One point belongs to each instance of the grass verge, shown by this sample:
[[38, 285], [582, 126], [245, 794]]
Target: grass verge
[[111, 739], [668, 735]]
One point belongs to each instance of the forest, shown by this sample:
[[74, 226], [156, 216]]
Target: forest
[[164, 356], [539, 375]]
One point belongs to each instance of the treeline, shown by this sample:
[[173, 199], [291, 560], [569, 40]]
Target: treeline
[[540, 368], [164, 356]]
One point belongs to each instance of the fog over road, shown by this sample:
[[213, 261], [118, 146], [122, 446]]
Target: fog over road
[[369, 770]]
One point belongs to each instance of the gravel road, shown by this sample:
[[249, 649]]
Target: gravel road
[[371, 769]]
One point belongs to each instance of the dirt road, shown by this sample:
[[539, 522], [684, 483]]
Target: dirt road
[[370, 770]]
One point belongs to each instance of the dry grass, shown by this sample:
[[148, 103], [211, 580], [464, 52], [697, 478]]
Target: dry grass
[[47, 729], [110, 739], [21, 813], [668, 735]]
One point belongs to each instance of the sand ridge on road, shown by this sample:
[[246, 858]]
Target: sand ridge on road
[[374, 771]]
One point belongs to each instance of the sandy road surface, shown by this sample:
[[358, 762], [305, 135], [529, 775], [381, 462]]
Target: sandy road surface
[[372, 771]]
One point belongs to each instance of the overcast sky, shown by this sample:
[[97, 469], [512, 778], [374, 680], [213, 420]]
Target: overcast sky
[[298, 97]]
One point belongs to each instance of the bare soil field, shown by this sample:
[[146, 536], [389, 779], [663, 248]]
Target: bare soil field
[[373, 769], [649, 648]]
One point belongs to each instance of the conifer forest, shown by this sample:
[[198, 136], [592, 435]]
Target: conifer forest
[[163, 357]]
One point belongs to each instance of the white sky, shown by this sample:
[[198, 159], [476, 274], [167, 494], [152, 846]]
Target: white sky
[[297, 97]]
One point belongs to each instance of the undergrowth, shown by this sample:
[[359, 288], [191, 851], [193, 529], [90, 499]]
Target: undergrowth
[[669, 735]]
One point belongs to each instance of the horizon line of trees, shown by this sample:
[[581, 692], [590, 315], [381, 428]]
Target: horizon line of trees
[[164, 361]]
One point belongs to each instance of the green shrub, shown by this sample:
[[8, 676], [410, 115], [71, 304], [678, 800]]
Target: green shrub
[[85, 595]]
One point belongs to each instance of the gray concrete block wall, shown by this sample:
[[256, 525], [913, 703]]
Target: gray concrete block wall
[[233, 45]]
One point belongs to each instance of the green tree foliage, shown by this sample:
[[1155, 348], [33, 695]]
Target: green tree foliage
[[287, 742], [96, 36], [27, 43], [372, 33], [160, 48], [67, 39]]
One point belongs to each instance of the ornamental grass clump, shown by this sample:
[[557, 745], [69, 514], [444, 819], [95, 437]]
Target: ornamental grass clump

**Prompt**
Copy the whole listing once more, exactly.

**Result of the exercise**
One point belongs to each instance of the grass verge, shown by this sample:
[[38, 285], [582, 126], [245, 794]]
Target: grass verge
[[111, 739], [668, 735]]
One point belongs to each instance of the forest, shown by this sample:
[[74, 226], [156, 216]]
Target: forest
[[164, 356], [539, 375]]
One point belongs to each instance of the treeline, shown by this sample:
[[173, 199], [291, 560], [569, 40]]
Target: treeline
[[540, 368], [164, 356]]
One point belongs to each instance of the fog over road, shown by this sample:
[[213, 261], [118, 146], [122, 446]]
Target: fog over road
[[369, 770]]
One point belongs to each instance of the gravel road, shown by this sample:
[[249, 649]]
Target: gravel road
[[371, 769]]
One point belongs to each instance of the dirt road, shown by this sample:
[[539, 522], [684, 483]]
Target: dirt road
[[370, 770]]
One point belongs to each instance of the dry grass, shown by this sample:
[[148, 103], [211, 580], [464, 52], [697, 478]]
Target: dry grass
[[47, 729], [110, 739], [21, 813], [668, 735]]
One point belongs to each instance of the sand ridge on road, shown by this sample:
[[246, 858]]
Target: sand ridge on road
[[374, 771]]
One point belongs to each instance of the sandy road surface, shown by this sample:
[[358, 762], [305, 135], [529, 775], [381, 462]]
Target: sandy road surface
[[372, 771]]
One point belongs to each instance of the overcast sky, shown by this sample:
[[97, 469], [512, 778], [374, 680], [213, 420]]
Target: overcast sky
[[298, 97]]
One point belongs to each instance of the bare soil field, shown by this sample:
[[146, 536], [389, 779], [663, 248]]
Target: bare soil field
[[373, 769], [649, 648]]
One point belongs to each instance of the conifer forest, shown by this sample:
[[198, 136], [592, 435]]
Target: conifer forest
[[163, 357]]
One point belongs to each instance of the white sky, shown by this sample:
[[198, 159], [476, 274], [167, 494], [152, 846]]
Target: white sky
[[297, 97]]
One point belongs to each instance of the undergrowth, shown by this sample:
[[359, 288], [191, 851], [193, 529], [90, 499]]
Target: undergrowth
[[669, 735]]
One point belongs to each instance of the horizon line of trees, shown by this sample:
[[581, 692], [590, 315], [381, 428]]
Target: horizon line of trees
[[164, 361]]
One point belongs to each instance of the green shrub, shown by this sample:
[[8, 676], [410, 115], [71, 304], [678, 800]]
Target: green shrub
[[85, 595]]
One point belongs to each instance of the gray concrete block wall, shown by this sample:
[[256, 525], [913, 703]]
Target: gray concrete block wall
[[233, 45]]
One point belongs to each instance of the green tree foliage, shown by this sample:
[[1155, 348], [33, 695]]
Target: green tree foliage
[[287, 742], [96, 36], [27, 43], [372, 33], [160, 48], [67, 39]]
One point belongs to each instance of the ornamental grass clump, shown by this sample:
[[557, 745], [69, 514], [444, 819], [95, 437]]
Target: ornamental grass clump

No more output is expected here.